Stored data:
# # # # #

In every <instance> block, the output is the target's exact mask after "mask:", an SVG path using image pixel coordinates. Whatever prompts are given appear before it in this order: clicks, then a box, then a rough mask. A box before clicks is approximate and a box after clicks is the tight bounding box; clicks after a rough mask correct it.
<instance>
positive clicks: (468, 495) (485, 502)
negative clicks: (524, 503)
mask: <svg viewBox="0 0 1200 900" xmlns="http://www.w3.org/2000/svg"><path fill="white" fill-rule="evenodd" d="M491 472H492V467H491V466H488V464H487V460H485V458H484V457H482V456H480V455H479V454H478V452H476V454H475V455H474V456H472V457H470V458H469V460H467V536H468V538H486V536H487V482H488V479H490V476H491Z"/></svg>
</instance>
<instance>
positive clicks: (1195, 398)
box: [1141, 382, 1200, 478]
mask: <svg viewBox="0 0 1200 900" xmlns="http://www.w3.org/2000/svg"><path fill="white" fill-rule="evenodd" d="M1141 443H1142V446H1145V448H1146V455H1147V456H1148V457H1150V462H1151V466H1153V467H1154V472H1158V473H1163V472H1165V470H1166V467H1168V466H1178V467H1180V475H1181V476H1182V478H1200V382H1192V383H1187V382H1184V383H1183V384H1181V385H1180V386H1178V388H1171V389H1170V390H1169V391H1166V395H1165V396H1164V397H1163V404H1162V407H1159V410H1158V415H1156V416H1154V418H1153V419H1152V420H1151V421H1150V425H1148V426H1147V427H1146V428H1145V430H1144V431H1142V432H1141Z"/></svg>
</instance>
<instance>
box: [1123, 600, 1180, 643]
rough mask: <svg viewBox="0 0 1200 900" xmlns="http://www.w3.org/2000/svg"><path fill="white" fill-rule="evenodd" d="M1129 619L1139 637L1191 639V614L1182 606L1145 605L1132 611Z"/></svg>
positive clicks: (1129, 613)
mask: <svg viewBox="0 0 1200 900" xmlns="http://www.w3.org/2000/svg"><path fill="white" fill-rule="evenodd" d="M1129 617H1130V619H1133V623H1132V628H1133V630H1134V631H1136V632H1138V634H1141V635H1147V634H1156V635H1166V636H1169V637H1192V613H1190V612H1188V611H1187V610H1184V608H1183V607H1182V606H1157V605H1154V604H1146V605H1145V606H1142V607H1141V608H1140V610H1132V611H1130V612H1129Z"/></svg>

# # # # #

Instruction:
How many lines of the rows above contain the string "xmlns"? Treat uppercase and lowercase as distinct, and reply with the number alone.

Output of the task:
4